Dataset excerpts on pointing to objects:
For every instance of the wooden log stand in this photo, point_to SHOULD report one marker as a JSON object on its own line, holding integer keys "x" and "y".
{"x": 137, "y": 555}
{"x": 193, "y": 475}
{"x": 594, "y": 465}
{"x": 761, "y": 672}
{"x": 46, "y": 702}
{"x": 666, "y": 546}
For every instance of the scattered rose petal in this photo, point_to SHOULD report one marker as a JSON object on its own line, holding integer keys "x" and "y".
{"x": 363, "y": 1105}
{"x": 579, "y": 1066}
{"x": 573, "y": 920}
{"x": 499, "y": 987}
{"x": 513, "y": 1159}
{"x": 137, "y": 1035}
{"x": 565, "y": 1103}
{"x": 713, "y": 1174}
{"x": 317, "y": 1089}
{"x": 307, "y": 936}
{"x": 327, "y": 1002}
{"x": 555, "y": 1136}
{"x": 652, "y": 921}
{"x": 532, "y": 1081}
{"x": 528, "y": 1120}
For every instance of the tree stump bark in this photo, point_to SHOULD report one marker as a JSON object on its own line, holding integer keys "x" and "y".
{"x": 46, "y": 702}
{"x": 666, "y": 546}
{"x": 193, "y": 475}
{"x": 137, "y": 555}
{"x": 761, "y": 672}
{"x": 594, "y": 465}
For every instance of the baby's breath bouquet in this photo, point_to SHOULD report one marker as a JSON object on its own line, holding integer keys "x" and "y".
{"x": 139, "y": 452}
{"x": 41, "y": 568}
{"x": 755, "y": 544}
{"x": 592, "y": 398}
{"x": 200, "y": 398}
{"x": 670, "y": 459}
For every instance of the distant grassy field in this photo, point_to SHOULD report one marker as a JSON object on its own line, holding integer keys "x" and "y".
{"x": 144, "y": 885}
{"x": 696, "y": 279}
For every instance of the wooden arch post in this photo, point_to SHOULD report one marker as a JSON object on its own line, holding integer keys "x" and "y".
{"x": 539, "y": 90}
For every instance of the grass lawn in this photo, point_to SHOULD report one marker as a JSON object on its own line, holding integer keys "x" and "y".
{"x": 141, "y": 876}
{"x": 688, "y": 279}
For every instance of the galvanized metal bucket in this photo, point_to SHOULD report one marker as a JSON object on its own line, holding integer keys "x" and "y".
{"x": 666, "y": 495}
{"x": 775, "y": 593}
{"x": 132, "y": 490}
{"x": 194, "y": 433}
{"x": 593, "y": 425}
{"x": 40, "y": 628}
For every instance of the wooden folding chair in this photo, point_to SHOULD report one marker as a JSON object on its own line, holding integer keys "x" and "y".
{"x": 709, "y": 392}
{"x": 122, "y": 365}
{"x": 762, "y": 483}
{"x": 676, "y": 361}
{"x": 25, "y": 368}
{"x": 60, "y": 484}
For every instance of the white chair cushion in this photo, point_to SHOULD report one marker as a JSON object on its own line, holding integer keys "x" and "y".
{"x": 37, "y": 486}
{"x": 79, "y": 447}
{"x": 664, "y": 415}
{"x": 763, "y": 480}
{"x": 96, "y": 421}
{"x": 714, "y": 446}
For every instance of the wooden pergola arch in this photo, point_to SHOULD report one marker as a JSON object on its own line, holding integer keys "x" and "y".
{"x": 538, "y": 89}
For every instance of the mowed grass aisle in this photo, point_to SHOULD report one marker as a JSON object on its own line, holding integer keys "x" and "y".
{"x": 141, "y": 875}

* Exercise aim *
Please rewrite all the records above, substituting "point" for every "marker" and changing nothing else.

* Exercise result *
For every instance of the wooden log stand in this photo, point_to SHOULD report one point as a JSON object on its own line, holding integer keys "x" and "y".
{"x": 137, "y": 555}
{"x": 193, "y": 475}
{"x": 594, "y": 465}
{"x": 761, "y": 672}
{"x": 46, "y": 702}
{"x": 666, "y": 546}
For every instance of the scattered rose petal in this photo, point_to SHOULD report one point as a JSON object on its own line, holding integer keys "x" and "y".
{"x": 363, "y": 1105}
{"x": 579, "y": 1066}
{"x": 573, "y": 920}
{"x": 499, "y": 987}
{"x": 513, "y": 1159}
{"x": 137, "y": 1035}
{"x": 565, "y": 1103}
{"x": 713, "y": 1174}
{"x": 317, "y": 1089}
{"x": 307, "y": 936}
{"x": 327, "y": 1002}
{"x": 555, "y": 1136}
{"x": 652, "y": 921}
{"x": 532, "y": 1081}
{"x": 528, "y": 1120}
For every instance of the tree stump bark in this photo, point_to SHOULD report one point as a JSON object on its own line, holding integer keys "x" and "y".
{"x": 46, "y": 702}
{"x": 666, "y": 546}
{"x": 193, "y": 475}
{"x": 137, "y": 555}
{"x": 761, "y": 672}
{"x": 594, "y": 465}
For every instance of the baby's breath bouquet in this photo, point_to SHOULD report one point as a JSON object on its own line, holding integer keys "x" and "y".
{"x": 139, "y": 452}
{"x": 41, "y": 568}
{"x": 755, "y": 544}
{"x": 592, "y": 398}
{"x": 200, "y": 398}
{"x": 670, "y": 459}
For every instance of the distant grassy field in this photo, point_to SHOULD report one point as a JSON object on its own line, holding integer keys "x" and "y".
{"x": 144, "y": 885}
{"x": 696, "y": 279}
For every instance of the wooden arch post in this photo, point_to SHOULD report one point as a JSON object on its own line, holding integer keys "x" and "y".
{"x": 539, "y": 90}
For every instance of the grass lawn in this photo, point_to SHOULD report one point as a JSON object on its own line, holding integer keys "x" and "y".
{"x": 141, "y": 876}
{"x": 688, "y": 279}
For every instance of the galvanized metal bucket in this photo, point_to SHOULD report one point as a JSON object on its own line, holding integer keys "x" and "y".
{"x": 666, "y": 495}
{"x": 775, "y": 593}
{"x": 132, "y": 490}
{"x": 194, "y": 433}
{"x": 593, "y": 425}
{"x": 40, "y": 628}
For every instance of the wooden folding chair in this photo, point_to SHOULD report one point as a JSON object on its own line, holding integer keys "x" and "y".
{"x": 709, "y": 392}
{"x": 122, "y": 365}
{"x": 762, "y": 483}
{"x": 676, "y": 361}
{"x": 25, "y": 368}
{"x": 60, "y": 484}
For every instance of the white chair cushion in this photo, point_to SHOULD report one point as a JSON object on its own line, holding integer keys "x" and "y".
{"x": 37, "y": 486}
{"x": 79, "y": 447}
{"x": 664, "y": 415}
{"x": 763, "y": 480}
{"x": 96, "y": 421}
{"x": 714, "y": 446}
For every instance of the wooden pergola arch in this photo, point_to SHOULD report one point as a JSON object on its own line, holding integer keys "x" and "y".
{"x": 538, "y": 89}
For every instance of the mowed grass aisle in this photo, point_to SHOULD report one point as a JSON object on its own line, holding integer keys "x" and "y".
{"x": 141, "y": 875}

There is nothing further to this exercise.